Task instructions:
[a] From the passage on distorted thinking, copy the part that opens with the words containing "Jumping to conclusions" and closes with "might be overgeneralizing.".
[b] Which words does the passage on distorted thinking give as signs that you might be overgeneralizing? List all of them.

Jumping to conclusions can involve both believing that you know what others are thinking (mind reading) and predicting the future (fortune-telling or predictive thinking).

Overgeneralization means believing that the results of one situation predict the results of all future situations. If your thoughts often involve the words "all," "never," "always," and "every" you might be overgeneralizing.

Mental filtering means only seeing the negative parts of situations, and filtering out positive or neutral information.

Black and white thinking means seeing everything in extremes; there is no room for the middle ground and you see everything as all or none. Whatever the issue, there are no shades of gray when you are thinking this way. People are right or wrong and situations are good or bad.

If you recognize your thinking in any of this, especially around Covid, I would highly recommend talking to a medical professional about anxiety. I would also recommend maybe getting a workbook on CBT for anxiety, which will help you recognize when your thinking is being distorted by your anxiety and learn how to make adjustments so that instead of feeding anxiety, you can evaluate situations and make productive choices. Here is one: https://www.amazon.com/Cognitive-Behavioral-Workbook-Anxiety-Step/dp/1626250154


Jeff needs to make this a sticky.


Truly. Thank you to the PP who wrote this.


I’m OP. I’m glad that people who are finding it useful. However, no one who knows me would characterize my outlook in any of these ways. If anything, I’ve been told I am scarily calm in a crisis and sometimes too positive. Not bragging, but my oncologist told me last week that I’m his most optimistic patient. And I really am. I’m convinced I’m kicking cancer’s butt right now.

Data to examine:

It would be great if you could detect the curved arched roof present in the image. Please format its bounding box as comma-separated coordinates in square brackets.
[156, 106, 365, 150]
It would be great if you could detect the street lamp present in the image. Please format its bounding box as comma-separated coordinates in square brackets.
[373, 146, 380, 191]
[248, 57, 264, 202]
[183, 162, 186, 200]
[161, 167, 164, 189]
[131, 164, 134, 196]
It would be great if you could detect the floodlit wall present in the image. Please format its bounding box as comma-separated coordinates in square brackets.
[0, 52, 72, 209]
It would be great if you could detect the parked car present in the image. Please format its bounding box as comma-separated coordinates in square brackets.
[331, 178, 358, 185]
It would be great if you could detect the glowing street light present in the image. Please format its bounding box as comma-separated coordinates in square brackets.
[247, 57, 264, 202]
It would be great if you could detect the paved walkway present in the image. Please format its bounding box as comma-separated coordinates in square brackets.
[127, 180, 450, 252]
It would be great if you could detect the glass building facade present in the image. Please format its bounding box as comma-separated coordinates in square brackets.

Answers for this exercise:
[a]
Jumping to conclusions can involve both believing that you know what others are thinking (mind reading) and predicting the future (fortune-telling or predictive thinking).

Overgeneralization means believing that the results of one situation predict the results of all future situations. If your thoughts often involve the words "all," "never," "always," and "every" you might be overgeneralizing.

[b]
- all
- never
- always
- every